[Excerpts from point annotation data]

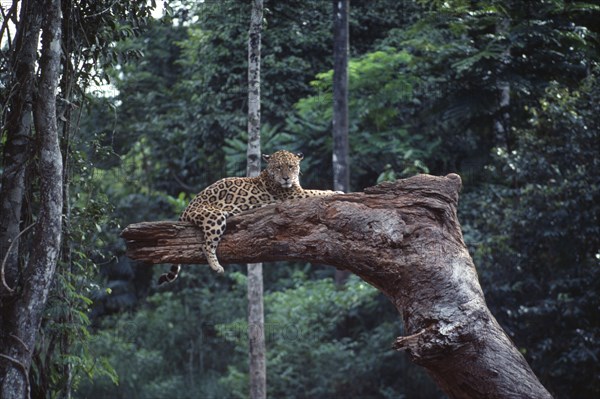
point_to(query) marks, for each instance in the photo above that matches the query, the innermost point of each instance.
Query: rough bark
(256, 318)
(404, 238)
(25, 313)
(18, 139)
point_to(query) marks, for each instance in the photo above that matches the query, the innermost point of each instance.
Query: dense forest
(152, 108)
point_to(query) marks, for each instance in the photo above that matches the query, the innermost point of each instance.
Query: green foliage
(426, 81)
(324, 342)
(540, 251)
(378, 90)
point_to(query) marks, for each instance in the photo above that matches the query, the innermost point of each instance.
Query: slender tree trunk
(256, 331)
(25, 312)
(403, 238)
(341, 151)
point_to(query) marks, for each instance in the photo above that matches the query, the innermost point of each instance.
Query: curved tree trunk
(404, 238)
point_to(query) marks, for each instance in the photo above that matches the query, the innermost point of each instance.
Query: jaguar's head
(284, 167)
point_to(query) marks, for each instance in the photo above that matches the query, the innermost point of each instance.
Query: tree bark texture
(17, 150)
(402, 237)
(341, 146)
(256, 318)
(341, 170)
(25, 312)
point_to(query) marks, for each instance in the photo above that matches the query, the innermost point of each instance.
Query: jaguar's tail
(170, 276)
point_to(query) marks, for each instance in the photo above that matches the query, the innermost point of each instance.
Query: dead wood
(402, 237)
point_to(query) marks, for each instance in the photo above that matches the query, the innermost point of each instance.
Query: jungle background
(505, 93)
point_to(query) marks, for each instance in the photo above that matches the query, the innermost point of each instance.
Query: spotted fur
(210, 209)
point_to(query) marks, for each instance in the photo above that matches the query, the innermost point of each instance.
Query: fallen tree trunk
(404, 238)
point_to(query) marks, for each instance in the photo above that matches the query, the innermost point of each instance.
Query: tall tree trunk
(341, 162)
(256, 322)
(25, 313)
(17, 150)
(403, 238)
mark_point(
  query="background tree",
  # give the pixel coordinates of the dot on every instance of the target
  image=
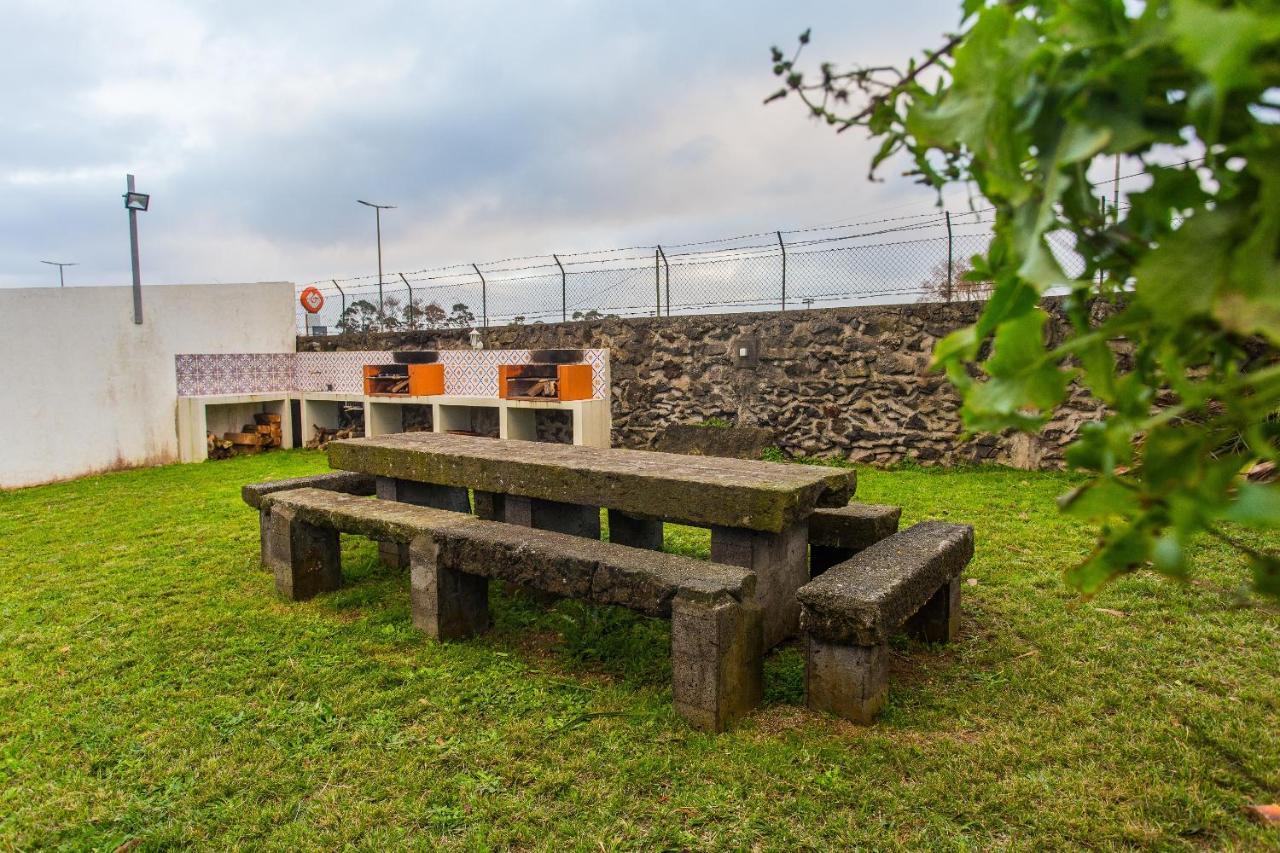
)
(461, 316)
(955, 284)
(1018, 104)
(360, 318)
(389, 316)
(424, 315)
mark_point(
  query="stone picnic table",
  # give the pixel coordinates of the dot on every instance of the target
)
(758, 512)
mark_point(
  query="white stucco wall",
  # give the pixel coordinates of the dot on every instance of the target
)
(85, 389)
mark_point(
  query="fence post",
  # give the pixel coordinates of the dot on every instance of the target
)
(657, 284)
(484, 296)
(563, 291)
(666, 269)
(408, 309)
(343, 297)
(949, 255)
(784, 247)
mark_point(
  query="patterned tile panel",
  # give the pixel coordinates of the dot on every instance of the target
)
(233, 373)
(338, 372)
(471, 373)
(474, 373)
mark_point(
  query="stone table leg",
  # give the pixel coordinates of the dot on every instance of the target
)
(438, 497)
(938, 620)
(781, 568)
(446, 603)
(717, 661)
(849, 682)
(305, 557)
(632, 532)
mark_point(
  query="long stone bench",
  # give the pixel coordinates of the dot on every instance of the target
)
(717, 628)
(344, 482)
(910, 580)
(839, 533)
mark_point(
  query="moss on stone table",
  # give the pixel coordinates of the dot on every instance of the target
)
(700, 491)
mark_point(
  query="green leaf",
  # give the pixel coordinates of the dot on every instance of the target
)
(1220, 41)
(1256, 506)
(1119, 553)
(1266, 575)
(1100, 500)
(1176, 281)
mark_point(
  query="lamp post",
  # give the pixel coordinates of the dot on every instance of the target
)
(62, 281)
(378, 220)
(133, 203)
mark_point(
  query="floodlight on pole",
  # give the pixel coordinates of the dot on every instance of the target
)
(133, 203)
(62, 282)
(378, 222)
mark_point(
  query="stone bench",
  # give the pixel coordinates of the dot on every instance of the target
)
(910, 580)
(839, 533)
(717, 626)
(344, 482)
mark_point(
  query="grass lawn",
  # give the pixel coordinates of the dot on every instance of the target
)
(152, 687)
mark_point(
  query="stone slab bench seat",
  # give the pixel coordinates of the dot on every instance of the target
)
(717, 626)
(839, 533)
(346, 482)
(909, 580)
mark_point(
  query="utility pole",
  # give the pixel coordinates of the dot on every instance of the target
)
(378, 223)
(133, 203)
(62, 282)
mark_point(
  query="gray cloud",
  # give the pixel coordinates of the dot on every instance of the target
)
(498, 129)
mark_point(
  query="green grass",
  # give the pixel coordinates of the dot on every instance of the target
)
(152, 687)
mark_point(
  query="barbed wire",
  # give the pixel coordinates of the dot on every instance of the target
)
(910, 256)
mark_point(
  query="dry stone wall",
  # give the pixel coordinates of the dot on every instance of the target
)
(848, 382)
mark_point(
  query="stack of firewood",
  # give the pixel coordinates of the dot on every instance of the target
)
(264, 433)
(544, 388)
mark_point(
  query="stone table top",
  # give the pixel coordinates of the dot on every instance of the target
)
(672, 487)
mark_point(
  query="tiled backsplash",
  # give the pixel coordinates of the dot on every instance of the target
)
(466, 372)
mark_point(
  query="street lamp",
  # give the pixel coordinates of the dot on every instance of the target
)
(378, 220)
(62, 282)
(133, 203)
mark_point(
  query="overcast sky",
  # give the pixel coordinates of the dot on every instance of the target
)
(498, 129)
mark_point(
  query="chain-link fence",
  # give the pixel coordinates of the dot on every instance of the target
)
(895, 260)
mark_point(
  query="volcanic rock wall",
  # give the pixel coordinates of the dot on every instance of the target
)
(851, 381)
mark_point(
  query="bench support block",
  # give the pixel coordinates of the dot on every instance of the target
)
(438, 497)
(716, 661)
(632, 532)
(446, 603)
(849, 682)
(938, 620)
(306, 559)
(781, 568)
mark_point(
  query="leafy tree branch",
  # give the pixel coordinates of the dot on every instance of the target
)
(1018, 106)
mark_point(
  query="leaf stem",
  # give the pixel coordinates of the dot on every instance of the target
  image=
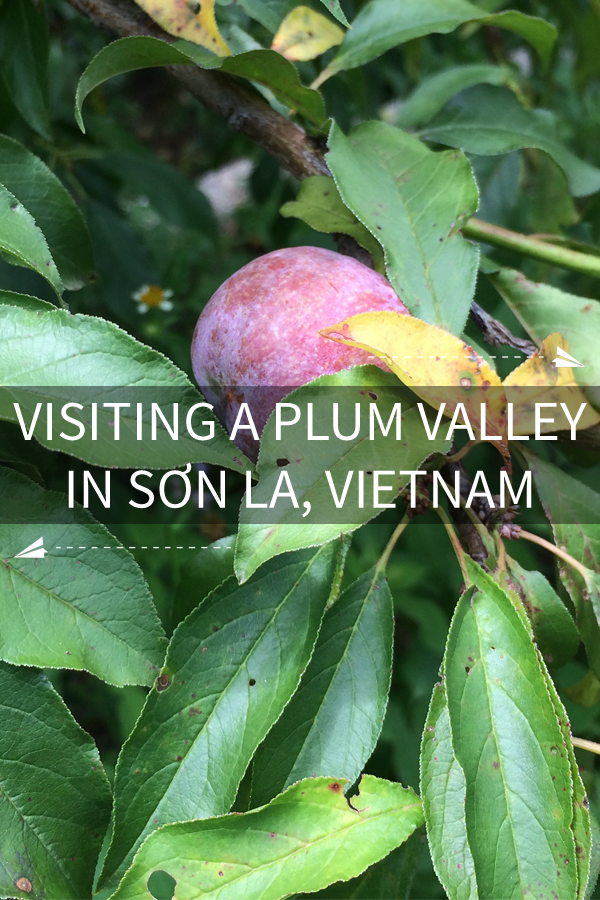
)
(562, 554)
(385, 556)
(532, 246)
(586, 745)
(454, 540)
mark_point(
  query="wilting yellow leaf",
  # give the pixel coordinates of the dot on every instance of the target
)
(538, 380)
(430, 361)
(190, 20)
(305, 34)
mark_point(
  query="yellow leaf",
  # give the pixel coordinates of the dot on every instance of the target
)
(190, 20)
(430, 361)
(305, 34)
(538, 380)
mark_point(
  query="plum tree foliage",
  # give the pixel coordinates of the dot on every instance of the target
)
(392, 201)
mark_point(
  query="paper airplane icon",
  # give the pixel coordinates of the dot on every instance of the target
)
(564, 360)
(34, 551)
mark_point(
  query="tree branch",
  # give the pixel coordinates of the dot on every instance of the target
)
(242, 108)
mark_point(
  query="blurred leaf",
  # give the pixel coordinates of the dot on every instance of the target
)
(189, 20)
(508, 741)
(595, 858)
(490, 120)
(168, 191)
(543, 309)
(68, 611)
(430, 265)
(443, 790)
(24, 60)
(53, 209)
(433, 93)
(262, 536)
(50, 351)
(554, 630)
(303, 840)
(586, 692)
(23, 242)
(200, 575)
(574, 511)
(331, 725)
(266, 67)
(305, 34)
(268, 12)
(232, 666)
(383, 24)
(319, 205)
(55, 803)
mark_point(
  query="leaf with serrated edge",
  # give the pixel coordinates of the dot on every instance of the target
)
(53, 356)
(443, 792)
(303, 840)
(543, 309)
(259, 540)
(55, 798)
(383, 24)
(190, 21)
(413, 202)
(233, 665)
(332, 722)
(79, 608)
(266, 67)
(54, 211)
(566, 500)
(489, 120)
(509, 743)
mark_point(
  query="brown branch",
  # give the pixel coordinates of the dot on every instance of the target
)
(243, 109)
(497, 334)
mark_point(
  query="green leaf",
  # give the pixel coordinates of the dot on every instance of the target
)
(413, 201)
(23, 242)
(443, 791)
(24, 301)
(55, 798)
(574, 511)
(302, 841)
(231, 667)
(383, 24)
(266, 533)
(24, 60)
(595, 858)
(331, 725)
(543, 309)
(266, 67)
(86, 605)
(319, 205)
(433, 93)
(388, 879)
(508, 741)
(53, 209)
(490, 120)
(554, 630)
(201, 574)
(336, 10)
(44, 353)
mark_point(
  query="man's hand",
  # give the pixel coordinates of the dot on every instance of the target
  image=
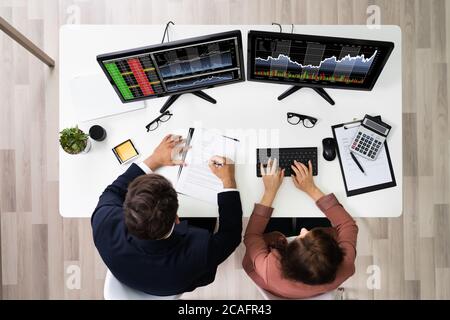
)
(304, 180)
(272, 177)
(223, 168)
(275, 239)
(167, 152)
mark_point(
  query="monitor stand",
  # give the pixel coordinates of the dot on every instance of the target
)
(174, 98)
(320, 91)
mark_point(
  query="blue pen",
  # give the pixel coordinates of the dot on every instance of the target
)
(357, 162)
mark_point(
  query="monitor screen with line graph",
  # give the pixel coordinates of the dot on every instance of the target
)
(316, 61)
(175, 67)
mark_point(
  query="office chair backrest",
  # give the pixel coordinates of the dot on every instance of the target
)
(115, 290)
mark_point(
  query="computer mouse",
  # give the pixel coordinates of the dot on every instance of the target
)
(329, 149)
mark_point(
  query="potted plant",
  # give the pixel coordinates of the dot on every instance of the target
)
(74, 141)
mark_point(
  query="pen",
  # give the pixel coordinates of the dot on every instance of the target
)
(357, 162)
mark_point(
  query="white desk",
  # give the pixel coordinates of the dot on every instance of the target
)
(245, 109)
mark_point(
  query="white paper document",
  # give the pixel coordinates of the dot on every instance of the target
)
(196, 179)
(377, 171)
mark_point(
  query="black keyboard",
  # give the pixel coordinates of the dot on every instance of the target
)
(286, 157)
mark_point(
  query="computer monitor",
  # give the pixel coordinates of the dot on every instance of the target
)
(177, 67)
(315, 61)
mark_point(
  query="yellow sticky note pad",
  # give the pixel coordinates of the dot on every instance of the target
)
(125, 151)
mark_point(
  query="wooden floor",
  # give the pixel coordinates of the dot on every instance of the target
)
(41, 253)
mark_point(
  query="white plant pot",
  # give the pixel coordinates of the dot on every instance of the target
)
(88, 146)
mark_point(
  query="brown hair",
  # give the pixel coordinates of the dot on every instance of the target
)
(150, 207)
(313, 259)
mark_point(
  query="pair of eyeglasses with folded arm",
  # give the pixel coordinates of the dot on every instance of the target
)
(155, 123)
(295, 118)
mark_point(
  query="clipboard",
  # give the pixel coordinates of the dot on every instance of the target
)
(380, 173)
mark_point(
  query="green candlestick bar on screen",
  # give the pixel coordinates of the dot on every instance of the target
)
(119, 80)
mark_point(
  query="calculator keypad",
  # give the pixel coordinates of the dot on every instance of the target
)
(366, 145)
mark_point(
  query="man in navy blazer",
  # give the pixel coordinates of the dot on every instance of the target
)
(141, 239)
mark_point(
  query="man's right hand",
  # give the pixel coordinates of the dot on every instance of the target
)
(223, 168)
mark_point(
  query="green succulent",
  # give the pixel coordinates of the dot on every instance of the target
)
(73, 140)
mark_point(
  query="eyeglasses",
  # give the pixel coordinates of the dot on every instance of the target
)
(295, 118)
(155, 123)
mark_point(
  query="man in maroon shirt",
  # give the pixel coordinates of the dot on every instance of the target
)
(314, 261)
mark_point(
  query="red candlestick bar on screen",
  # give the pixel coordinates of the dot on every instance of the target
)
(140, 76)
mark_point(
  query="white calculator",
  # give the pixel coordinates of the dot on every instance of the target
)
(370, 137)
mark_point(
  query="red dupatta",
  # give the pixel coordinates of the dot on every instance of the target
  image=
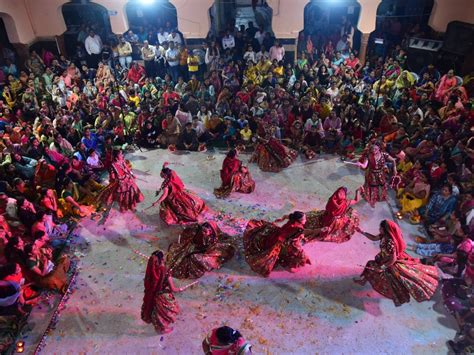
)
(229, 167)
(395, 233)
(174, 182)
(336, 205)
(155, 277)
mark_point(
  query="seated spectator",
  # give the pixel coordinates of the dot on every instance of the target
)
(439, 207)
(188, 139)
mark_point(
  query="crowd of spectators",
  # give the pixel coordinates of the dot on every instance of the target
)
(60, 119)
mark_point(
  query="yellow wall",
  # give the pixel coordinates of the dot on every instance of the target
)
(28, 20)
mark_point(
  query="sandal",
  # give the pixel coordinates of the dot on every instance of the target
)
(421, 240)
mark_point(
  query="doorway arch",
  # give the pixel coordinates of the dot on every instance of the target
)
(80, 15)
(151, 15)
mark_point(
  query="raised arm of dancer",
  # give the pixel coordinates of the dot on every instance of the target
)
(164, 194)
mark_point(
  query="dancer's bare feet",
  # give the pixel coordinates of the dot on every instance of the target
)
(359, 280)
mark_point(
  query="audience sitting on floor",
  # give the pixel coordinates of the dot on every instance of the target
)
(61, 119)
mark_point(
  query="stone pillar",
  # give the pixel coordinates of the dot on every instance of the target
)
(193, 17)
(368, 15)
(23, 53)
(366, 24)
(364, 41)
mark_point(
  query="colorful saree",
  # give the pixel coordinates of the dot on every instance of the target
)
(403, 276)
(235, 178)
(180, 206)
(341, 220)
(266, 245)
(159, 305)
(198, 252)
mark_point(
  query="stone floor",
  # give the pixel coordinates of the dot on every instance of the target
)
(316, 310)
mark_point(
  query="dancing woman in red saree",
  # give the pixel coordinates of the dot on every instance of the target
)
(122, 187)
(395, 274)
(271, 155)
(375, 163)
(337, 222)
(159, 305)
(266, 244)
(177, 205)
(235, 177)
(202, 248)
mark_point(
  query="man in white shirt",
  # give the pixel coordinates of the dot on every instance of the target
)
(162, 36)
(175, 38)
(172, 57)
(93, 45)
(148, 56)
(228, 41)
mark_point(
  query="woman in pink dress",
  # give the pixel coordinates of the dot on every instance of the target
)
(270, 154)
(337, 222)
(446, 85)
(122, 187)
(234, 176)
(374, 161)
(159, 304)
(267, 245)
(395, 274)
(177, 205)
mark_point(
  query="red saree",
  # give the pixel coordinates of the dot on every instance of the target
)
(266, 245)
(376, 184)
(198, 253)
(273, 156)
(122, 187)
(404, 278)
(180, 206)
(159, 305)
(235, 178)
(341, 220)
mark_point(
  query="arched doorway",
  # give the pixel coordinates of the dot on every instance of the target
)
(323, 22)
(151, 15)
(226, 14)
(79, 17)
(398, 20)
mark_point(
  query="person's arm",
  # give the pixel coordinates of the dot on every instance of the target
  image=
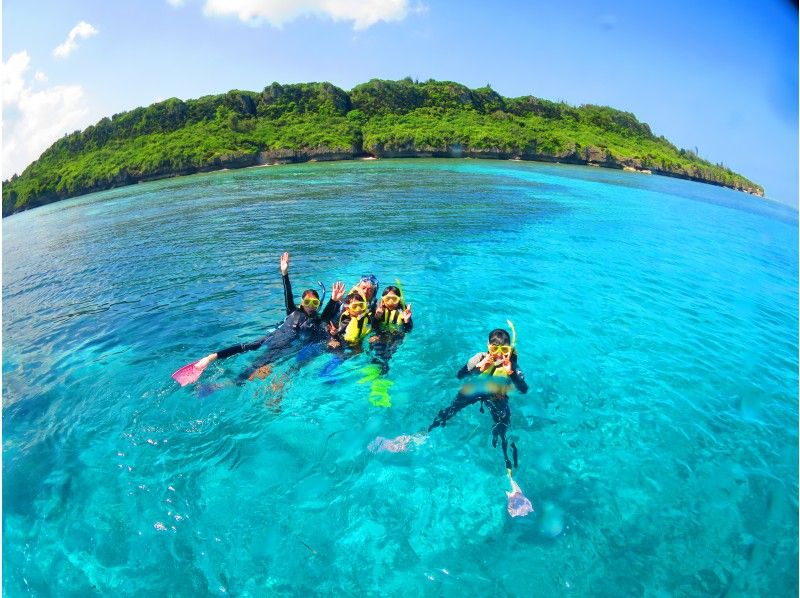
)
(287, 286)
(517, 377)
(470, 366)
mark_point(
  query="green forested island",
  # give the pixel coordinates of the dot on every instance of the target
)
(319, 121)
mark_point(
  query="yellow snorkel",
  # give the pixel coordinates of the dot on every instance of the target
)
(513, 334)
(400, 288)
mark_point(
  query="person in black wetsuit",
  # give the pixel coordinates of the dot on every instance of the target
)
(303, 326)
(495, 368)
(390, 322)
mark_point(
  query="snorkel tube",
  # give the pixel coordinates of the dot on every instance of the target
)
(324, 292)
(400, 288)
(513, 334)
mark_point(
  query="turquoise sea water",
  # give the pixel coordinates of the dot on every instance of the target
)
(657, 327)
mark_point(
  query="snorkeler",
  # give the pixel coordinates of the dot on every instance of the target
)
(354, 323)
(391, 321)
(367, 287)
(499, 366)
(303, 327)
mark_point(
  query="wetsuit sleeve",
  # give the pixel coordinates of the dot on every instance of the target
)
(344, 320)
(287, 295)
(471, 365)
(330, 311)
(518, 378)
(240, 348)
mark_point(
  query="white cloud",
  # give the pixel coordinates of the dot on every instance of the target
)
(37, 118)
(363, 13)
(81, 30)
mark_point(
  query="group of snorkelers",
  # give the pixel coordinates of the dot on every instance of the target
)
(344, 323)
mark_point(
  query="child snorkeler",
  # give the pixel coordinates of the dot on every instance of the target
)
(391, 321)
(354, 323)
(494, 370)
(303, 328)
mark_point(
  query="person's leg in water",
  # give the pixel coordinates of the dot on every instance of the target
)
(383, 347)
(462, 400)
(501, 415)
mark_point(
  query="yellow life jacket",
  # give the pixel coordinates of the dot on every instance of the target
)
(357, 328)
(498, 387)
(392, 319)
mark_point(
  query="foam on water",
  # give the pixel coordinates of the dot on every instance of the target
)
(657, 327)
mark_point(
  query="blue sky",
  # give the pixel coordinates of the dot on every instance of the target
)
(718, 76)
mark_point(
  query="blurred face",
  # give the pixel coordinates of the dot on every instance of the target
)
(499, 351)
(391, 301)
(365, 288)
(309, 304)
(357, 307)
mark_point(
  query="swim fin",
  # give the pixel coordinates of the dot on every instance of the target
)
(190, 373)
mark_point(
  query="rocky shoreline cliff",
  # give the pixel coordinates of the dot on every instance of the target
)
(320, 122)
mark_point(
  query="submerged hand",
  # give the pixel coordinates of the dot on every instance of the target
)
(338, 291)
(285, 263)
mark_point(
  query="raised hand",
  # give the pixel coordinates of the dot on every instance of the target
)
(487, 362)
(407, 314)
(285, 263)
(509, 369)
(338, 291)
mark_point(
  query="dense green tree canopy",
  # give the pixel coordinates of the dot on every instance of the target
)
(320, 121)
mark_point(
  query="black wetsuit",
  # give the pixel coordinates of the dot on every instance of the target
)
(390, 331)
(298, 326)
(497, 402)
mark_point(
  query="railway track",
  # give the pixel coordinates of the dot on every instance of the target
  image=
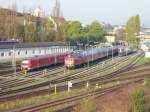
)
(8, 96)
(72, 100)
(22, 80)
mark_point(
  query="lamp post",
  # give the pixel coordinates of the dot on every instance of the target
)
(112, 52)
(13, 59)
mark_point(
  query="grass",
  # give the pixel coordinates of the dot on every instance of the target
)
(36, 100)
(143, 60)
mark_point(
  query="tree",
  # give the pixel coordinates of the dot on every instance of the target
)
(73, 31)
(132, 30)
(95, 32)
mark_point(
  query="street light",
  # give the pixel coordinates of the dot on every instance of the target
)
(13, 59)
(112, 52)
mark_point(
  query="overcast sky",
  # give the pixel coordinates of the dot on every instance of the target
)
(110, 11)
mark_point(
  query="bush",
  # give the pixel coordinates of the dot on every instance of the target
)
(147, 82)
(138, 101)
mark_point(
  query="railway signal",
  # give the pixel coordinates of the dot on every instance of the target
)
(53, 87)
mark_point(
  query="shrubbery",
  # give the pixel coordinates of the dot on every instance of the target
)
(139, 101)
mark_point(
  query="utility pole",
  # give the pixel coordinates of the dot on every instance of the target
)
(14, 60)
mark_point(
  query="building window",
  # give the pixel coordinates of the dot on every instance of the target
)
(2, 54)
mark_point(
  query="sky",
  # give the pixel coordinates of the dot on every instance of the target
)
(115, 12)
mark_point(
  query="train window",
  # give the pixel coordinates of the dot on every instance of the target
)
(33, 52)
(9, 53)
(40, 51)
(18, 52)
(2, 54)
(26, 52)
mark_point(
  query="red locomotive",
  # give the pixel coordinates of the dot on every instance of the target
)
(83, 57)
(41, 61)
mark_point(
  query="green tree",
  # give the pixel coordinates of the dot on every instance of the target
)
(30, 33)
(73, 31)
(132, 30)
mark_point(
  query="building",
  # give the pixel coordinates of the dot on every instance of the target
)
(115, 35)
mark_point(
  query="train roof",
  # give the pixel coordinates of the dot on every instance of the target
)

TASK INSTRUCTIONS: Copy every line of the records above that contains the string "dancer", treating uppercase and lowercase letters as different.

ANSWER IN FULL:
  query="raised arm of dancer",
  query="dancer's bare feet",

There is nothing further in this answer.